** Start of Records to process **
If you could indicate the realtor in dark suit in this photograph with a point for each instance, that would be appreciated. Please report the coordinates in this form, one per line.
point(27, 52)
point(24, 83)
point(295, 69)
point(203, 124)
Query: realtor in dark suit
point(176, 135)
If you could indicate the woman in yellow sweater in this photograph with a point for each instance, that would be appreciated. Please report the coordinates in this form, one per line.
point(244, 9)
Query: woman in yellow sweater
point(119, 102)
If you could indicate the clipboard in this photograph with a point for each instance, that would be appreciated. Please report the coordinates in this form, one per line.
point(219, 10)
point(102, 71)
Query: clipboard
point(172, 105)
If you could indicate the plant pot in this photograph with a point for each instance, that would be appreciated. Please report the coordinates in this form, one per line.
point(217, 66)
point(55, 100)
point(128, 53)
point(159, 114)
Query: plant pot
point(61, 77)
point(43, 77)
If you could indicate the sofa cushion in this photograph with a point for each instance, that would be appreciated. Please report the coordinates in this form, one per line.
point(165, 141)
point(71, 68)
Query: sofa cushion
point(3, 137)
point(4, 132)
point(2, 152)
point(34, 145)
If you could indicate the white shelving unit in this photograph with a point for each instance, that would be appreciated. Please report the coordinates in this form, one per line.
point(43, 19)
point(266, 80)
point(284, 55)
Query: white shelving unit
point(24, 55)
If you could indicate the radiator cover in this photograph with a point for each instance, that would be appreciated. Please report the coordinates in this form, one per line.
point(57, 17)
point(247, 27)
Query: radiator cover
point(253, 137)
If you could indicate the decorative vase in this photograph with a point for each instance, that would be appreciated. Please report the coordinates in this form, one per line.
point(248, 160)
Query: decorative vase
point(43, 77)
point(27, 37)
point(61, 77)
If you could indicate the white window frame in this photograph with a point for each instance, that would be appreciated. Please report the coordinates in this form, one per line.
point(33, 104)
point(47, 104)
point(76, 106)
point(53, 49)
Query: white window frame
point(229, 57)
** End of Records to process **
What you should do => Copy out every line of the material above word for word, without changing anything.

Worked answer =>
If you could indicate the realtor in dark suit in this photograph with a point for each instance, that would be appreciated. Please report the coordinates in this form, one per line.
point(27, 52)
point(24, 83)
point(295, 69)
point(203, 124)
Query: realtor in dark suit
point(176, 135)
If you could indicate the woman in yellow sweater in this photograph with a point for each instance, that would be appreciated. Please report the coordinates in this form, one per line.
point(244, 9)
Query: woman in yellow sweater
point(119, 102)
If you could indicate the clipboard in this photograph with a point for each instance, that would be appreciated. Please report the coordinates in this form, one per line.
point(219, 10)
point(102, 71)
Query: clipboard
point(172, 105)
If you could indicate the plant pot in this photograph with a point for each instance, that would be appreciated. Please report the coordinates in this form, one per line.
point(217, 66)
point(55, 100)
point(128, 53)
point(159, 114)
Query: plant pot
point(61, 77)
point(43, 77)
If you could indicate the sofa cushion in this photograph with a point for each instance, that would be appreciated. Please report the coordinates in this form, one per line.
point(165, 141)
point(71, 68)
Query: sofa cushion
point(3, 137)
point(4, 132)
point(2, 152)
point(34, 145)
If you could indicate the white shelving unit in this photograph with a point for each instance, that would be appreciated. Please report the coordinates in this form, one per line.
point(43, 19)
point(266, 80)
point(284, 55)
Query: white shelving unit
point(24, 55)
If you could indicate the radiator cover in this photograph with a point for each instance, that would be appreciated. Please report the coordinates in this form, one per line.
point(57, 17)
point(247, 27)
Query: radiator cover
point(253, 137)
If you could indicate the decorative vase in this photograph with a point for each instance, that would be appreciated. Please report the coordinates in this form, one per line.
point(248, 160)
Query: decorative vase
point(43, 77)
point(27, 37)
point(61, 77)
If you could indicate the white window frame in this photograph with a point for each instance, that would be appreciated. Please report the coordinates in this form, one per line.
point(33, 104)
point(47, 104)
point(76, 106)
point(53, 49)
Query: white window frame
point(229, 57)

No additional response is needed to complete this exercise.